-- Start of PAGE EXTRACT --

12 Oct, 2020

1 commit

  • Replace a global map->crush_workspace (protected by a global mutex)
    with a list of workspaces, up to the number of CPUs + 1.

    This is based on a patch from Robin Geuze .
    Robin and his team have observed a 10-20% increase in IOPS on all
    queue depths and lower CPU usage as well on a high-end all-NVMe
    100GbE cluster.

    Signed-off-by: Ilya Dryomov

    Ilya Dryomov
     

01 Jun, 2020

4 commits

  • OSD-side issues with reads from replica have been resolved in
    Octopus. Reading from replica should be safe wrt. unstable or
    uncommitted state now, so add support for balanced and localized
    reads.

    There are two cases when a read from replica can't be served:

    - OSD may silently drop the request, expecting the client to
    notice that the acting set has changed and resend via the usual
    means (handled with t->used_replica)

    - OSD may return EAGAIN, expecting the client to resend to the
    primary, ignoring replica read flags (see handle_reply())

    Signed-off-by: Ilya Dryomov
    Reviewed-by: Jeff Layton

    Ilya Dryomov
     
  • Allow expressing client's location in terms of CRUSH hierarchy as
    a set of (bucket type name, bucket name) pairs. The userspace syntax
    "crush_location = key1=value1 key2=value2" is incompatible with mount
    options and needed adaptation. Key-value pairs are separated by '|'
    and we use ':' instead of '=' to separate keys from values. So for:

    crush_location = host=foo rack=bar

    one would write:

    crush_location=host:foo|rack:bar

    As in userspace, "multipath" locations are supported, so indicating
    locality for parallel hierarchies is possible:

    crush_location=rack:foo1|rack:foo2|datacenter:bar

    Signed-off-by: Ilya Dryomov
    Reviewed-by: Jeff Layton

    Ilya Dryomov
     
  • These would be matched with the provided client location to calculate
    the locality value.

    Signed-off-by: Ilya Dryomov
    Reviewed-by: Jeff Layton

    Ilya Dryomov
     
  • Needed for the next commit and useful for ceph_pg_pool_info tree as
    well. I'm leaving the asserting helper in for now, but we should look
    at getting rid of it in the future.

    Signed-off-by: Ilya Dryomov
    Reviewed-by: Jeff Layton

    Ilya Dryomov
     

23 Mar, 2020

1 commit

  • CEPH_OSDMAP_FULL/NEARFULL aren't set since mimic, so we need to consult
    per-pool flags as well. Unfortunately the backwards compatibility here
    is lacking:

    - the change that deprecated OSDMAP_FULL/NEARFULL went into mimic, but
    was guarded by require_osd_release >= RELEASE_LUMINOUS
    - it was subsequently backported to luminous in v12.2.2, but that makes
    no difference to clients that only check OSDMAP_FULL/NEARFULL because
    require_osd_release is not client-facing -- it is for OSDs

    Since all kernels are affected, the best we can do here is just start
    checking both map flags and pool flags and send that to stable.

-- End of PAGE EXTRACT --
-- Start of EXCERPTED RECORDS --

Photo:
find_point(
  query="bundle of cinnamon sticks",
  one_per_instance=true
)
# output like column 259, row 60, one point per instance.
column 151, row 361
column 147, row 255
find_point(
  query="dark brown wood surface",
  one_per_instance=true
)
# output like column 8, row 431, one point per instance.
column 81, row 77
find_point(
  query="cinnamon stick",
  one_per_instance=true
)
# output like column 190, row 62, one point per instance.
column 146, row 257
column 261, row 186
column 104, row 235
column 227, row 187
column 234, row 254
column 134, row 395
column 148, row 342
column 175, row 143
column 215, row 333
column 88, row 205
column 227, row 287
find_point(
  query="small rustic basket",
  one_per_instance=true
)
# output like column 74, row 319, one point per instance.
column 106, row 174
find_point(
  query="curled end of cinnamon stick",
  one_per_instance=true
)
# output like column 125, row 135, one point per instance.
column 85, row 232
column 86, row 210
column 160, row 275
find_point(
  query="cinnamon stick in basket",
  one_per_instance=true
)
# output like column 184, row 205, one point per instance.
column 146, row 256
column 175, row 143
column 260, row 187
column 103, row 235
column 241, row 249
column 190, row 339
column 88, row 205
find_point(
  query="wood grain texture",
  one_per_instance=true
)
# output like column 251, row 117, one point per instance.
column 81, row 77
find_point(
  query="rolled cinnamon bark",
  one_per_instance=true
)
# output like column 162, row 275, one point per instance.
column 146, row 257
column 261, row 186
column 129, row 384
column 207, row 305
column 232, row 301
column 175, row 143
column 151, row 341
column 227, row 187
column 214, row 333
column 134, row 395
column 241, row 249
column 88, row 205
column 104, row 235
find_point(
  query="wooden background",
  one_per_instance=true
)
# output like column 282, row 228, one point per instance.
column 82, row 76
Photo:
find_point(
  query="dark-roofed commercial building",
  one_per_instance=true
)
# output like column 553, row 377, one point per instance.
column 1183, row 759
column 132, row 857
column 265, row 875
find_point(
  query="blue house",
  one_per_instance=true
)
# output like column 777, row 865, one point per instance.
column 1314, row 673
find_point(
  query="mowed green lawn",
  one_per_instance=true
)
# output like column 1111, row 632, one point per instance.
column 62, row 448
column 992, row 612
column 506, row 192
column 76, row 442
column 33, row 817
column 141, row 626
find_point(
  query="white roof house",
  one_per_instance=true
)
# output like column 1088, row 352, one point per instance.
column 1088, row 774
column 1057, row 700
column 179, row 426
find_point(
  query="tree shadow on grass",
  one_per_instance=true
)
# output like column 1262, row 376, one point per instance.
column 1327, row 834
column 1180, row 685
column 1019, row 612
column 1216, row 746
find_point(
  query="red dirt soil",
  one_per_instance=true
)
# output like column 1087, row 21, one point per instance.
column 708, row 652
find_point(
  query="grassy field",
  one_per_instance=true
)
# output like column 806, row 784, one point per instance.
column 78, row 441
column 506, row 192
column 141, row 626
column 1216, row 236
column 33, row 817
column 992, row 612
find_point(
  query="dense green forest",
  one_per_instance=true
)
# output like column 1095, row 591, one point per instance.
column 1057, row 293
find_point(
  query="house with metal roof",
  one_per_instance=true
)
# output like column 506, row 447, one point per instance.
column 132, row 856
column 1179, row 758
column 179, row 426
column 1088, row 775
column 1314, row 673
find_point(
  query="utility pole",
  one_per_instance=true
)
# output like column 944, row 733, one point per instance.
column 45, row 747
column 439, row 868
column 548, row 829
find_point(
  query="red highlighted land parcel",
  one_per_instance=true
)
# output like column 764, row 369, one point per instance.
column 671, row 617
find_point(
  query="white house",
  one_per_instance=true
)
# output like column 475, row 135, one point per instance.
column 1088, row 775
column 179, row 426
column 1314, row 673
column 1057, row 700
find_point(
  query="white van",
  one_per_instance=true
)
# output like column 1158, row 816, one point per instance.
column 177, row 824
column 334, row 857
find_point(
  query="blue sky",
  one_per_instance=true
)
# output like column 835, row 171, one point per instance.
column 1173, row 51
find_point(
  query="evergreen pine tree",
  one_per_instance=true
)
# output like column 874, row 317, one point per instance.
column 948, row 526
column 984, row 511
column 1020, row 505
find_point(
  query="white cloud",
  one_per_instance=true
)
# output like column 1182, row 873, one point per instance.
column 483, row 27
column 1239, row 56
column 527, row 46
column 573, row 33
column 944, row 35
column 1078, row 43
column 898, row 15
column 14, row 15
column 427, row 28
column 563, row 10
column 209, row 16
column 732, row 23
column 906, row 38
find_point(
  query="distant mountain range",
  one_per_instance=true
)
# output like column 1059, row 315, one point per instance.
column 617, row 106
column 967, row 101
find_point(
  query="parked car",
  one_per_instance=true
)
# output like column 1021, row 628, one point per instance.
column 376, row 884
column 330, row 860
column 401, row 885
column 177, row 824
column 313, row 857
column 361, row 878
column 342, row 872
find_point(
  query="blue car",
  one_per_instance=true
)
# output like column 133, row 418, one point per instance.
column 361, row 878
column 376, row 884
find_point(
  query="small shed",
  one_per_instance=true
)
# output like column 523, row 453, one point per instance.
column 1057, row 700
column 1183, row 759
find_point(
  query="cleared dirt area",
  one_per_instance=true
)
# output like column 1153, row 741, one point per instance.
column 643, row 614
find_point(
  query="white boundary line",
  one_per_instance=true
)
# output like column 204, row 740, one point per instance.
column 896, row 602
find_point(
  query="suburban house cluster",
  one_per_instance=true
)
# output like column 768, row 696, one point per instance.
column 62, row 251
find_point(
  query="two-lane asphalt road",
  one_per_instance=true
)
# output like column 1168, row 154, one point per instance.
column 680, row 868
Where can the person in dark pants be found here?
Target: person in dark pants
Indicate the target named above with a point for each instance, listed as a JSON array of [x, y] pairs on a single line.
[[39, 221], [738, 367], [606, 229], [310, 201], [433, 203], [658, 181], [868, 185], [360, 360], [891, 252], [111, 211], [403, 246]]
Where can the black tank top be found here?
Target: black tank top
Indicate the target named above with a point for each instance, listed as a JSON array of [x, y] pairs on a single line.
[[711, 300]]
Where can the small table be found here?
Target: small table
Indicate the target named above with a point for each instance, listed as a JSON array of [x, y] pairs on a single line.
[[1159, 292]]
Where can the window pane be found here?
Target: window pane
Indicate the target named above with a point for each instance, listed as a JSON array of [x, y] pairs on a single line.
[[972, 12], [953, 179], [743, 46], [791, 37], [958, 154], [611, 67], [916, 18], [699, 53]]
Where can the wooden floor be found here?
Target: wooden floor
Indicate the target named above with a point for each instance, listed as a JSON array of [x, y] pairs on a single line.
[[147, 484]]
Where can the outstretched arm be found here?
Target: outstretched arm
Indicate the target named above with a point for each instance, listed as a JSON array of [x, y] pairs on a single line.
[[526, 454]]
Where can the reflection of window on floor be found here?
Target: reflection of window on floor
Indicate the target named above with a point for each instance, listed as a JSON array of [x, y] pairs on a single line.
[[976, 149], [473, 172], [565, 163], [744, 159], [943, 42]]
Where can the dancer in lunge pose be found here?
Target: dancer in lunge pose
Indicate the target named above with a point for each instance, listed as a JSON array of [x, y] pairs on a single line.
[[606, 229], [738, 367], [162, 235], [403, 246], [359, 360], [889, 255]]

-- End of EXCERPTED RECORDS --

_WRITTEN PROBLEM_. Can you continue the Ceph kernel commit log, picking up right after its final sentence?

_ANSWER_.
    These checks are best effort, so take osdc->lock and look up pool flags
    just once. Remove the FIXME, since filesystem quotas are checked above
    and RADOS quotas are reflected in POOL_FLAG_FULL: when the pool reaches
    its quota, both POOL_FLAG_FULL and POOL_FLAG_FULL_QUOTA are set.

    Cc: stable@vger.kernel.org
    Reported-by: Yanhu Cao
    Signed-off-by: Ilya Dryomov
    Reviewed-by: Jeff Layton
    Acked-by: Sage Weil

    Ilya Dryomov
     

16 Sep, 2019

1 commit

  • osdmap has a bunch of arrays that grow linearly with the number of
    OSDs. osd_state, osd_weight and osd_primary_affinity take 4 bytes per
    OSD. osd_addr takes 136 bytes per OSD because of sockaddr_storage.
    The CRUSH workspace area also grows linearly with the number of OSDs.

    Normally these arrays are allocated at client startup. The osdmap is
    usually updated in small incrementals, but once in a while a full map
    may need to be processed. For a cluster with 10000 OSDs, this means
    a bunch of 40K allocations followed by a 1.3M allocation, all of which
    are currently required to be physically contiguous. This results in
    sporadic ENOMEM errors, hanging the client.

    Go back to manually (re)allocating arrays and use ceph_kvmalloc() to
    fall back to non-contiguous allocation when necessary.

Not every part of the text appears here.